[Point annotation records]
[Begin]

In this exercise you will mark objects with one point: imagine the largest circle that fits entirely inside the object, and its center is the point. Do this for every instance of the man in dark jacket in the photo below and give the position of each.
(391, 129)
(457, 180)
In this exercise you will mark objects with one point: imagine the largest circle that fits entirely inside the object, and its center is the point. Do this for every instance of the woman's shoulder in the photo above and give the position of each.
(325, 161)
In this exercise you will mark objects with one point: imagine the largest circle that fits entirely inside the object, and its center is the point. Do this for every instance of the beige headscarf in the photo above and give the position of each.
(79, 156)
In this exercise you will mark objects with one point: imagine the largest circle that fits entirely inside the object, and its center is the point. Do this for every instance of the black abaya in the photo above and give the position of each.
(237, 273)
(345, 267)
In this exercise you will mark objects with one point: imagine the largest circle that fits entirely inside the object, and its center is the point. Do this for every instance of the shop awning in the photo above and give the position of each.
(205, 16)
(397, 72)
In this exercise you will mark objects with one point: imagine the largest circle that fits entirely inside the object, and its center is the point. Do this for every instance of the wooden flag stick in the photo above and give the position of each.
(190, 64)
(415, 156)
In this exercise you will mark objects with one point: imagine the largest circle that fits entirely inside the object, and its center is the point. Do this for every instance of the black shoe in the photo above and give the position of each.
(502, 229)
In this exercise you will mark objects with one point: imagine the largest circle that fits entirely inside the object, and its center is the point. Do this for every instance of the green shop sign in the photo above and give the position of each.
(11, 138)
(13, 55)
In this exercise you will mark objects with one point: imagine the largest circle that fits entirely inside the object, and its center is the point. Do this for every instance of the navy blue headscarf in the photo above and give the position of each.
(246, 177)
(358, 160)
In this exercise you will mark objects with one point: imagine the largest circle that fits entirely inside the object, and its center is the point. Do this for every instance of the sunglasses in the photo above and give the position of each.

[End]

## Your goal
Each line of the material should be duplicated exactly, please.

## Task answer
In this exercise you will mark objects with one point: imagine the largest circle that fits entirely inside the object, and its center is the point. Do this for every instance of the man in dark jacket in the photo below and give the position of each.
(391, 129)
(457, 180)
In this exercise you will mark objects with one point: imagine the largest circle that fits entirely inside the object, and its center is the point. Do this for every instance of the woman's shoulder in the photo above and give the position of each.
(325, 161)
In this exercise you will mark objects with one point: imagine the largest circle that fits entirely inside the object, and its center is the point. Do this for every instance of the beige headscarf in the photo above and give the position of each.
(79, 156)
In this exercise you will mark objects with one point: imagine the largest circle that fits entirely inside the object, and its center is the point. Do this for every instance of the black abaya in the photo above and give the position of each.
(237, 273)
(345, 267)
In this exercise you will mark objects with one point: imagine the largest circle that fits entirely inside the object, and its center is the point. Do this for every instance of the shop awning in the photo above and give the position of each.
(205, 16)
(397, 72)
In this exercise you will mark objects with one point: imagine the largest circle that fits entirely inside the object, and its center is the point. Do this for every instance of the wooden flag stick in the photo above and give the position of each.
(190, 64)
(415, 156)
In this exercise you will mark objects with one point: imagine the largest circle that fits entirely inside the object, and its center is the point. Do this for every instance of the black shoe in the photo above and give the position of each.
(502, 229)
In this exercise you will mark objects with one point: imagine the largest circle that fits entirely inside the object, and its center is the point. Do this for every instance of the green shop sign in the photo above and give the position of each.
(11, 138)
(13, 55)
In this exercise you will mark objects with one point: imagine the largest circle that fits entirely inside the object, and its center is the point. Do this for every instance of the navy blue headscarf in the photo above and give the position of each.
(246, 177)
(358, 160)
In this exercise you will mark objects with one point: imagine the largest circle that fits entirely inside the object, and its center is the point. Do this for every instance of the sunglasses in the photo above and give the position of each.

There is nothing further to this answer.